** Point annotation records **
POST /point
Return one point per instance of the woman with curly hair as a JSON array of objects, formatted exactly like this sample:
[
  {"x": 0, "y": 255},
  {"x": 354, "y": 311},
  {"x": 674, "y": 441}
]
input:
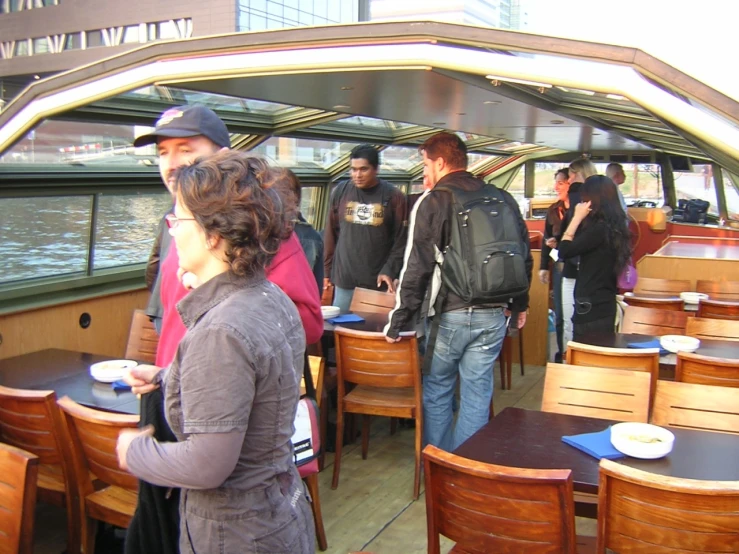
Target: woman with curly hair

** What the task asks **
Every record must be copied exactly, with the pictures left out.

** Exercise response **
POST /point
Return one point per instance of the woman with curly hair as a JSON array of objects, formatted exactly like this sample:
[
  {"x": 0, "y": 255},
  {"x": 354, "y": 311},
  {"x": 674, "y": 441}
]
input:
Target: woman with curly hair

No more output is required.